_Your objective_.
From the account of going gluten-free below, list every food the writer names as becoming a staple when cooking from scratch.

_Excerpt provided_.

= Beginning of Section =

My Gluten-Free Journey: How I Figured It Out
So, I found myself needing to go gluten-free. It wasn’t some fad diet thing for me; it was more like, I felt pretty rough for a long time, and after a bunch of dead ends, I figured, why not try cutting out gluten? What did I have to lose, right? So, I just decided, okay, let’s do this.

First things first, I had to figure out what gluten actually was and where it lurked. I knew the obvious stuff – bread, pasta, cakes. Easy. Or so I thought. I started by going through my kitchen pantry and fridge. Man, that was an eye-opener. I began reading labels, and I mean really reading them. Wheat, rye, barley, malt – those were the big ones I learned to look for. But then there were the sneaky ones, like modified food starch that could be wheat, or soy sauce which, surprise, usually has wheat! It felt like gluten was in everything. I spent a good afternoon just pulling stuff off shelves. My trash can was pretty full by the end of it.
Next up was restocking. This was a bit of a mission. I headed to the grocery store, specifically looking for those “gluten-free” labels. Honestly, in the beginning, it was a lot of trial and error.
- I bought some gluten-free bread. Some brands tasted like cardboard, no joke. Others were actually decent. It took a while to find my go-to.
- Pasta was similar. Rice pasta, corn pasta, quinoa pasta – I tried a bunch. Found some I liked, some I really didn’t.
- Snacks were a big one. I had to find new crackers, new cookies (if I wanted a treat), and be super careful with things like chips, as seasonings can sometimes have gluten.
I started cooking more from scratch. That way, I knew exactly what was going into my food. Lots of fruits, vegetables, lean meats, fish, eggs, and naturally gluten-free grains like rice and quinoa became staples. I had to learn to adapt recipes. If a recipe called for flour as a thickener, I’d use cornstarch or a gluten-free flour blend. It was a learning curve, for sure. I remember making a few dishes that were… let’s just say, not my best work. But I kept at it.
Eating out was, and sometimes still is, the trickiest part. In the beginning, I was super nervous. I learned to call restaurants ahead of time or check their menus online. When I got there, I’d always tell the server I needed a gluten-free meal due to a sensitivity. I learned to ask specific questions: “Is the sauce thickened with flour?” “Are the fries cooked in a shared fryer with breaded items?” Some places are amazing and really get it. Others, not so much. I’ve had a few mix-ups, unfortunately, which just reinforces why I need to be careful.
Over time, it got easier. Reading labels became second nature. I found my favorite gluten-free products. I got better at navigating restaurant menus. The biggest thing for me was to just be patient with myself and the process. It wasn’t an overnight switch. There were times I missed certain foods, or felt frustrated by the limitations. But I also started to feel a lot better, which was the whole point, right? That was the biggest motivator to keep going.

So, yeah, that’s pretty much how I went about it. Lots of label reading, a bit of kitchen experimentation, and learning to advocate for myself when eating out. It’s a continuous practice, really, but it’s definitely manageable once you get the hang of it. It’s just my new normal now.

= End of Section =

_Data_.

= Beginning of Section =

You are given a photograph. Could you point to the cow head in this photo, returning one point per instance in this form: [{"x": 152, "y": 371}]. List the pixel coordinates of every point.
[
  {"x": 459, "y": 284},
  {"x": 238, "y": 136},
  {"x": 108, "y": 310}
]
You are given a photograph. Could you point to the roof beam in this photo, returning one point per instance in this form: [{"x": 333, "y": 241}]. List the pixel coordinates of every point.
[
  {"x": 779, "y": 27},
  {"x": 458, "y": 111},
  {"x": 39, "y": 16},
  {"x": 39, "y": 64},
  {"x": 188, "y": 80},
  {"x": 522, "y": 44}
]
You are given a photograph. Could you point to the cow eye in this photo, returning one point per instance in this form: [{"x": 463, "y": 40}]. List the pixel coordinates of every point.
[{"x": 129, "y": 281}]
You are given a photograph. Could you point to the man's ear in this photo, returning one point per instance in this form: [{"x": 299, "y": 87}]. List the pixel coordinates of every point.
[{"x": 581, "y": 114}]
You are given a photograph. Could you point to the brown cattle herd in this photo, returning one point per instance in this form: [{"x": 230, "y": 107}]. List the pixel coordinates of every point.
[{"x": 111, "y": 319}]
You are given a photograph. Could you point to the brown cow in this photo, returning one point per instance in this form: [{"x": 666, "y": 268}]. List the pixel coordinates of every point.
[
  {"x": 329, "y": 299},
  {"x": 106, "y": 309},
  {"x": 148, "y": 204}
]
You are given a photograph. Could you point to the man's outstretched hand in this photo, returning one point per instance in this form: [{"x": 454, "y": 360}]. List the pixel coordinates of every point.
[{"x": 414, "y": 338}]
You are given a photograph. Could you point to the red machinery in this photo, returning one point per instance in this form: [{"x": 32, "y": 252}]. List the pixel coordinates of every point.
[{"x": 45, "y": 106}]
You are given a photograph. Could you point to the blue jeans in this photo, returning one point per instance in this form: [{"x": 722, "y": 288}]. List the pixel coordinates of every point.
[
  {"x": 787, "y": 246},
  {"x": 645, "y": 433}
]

= End of Section =

_Answer to the problem_.
Fruits, vegetables, lean meats, fish, eggs, rice, and quinoa.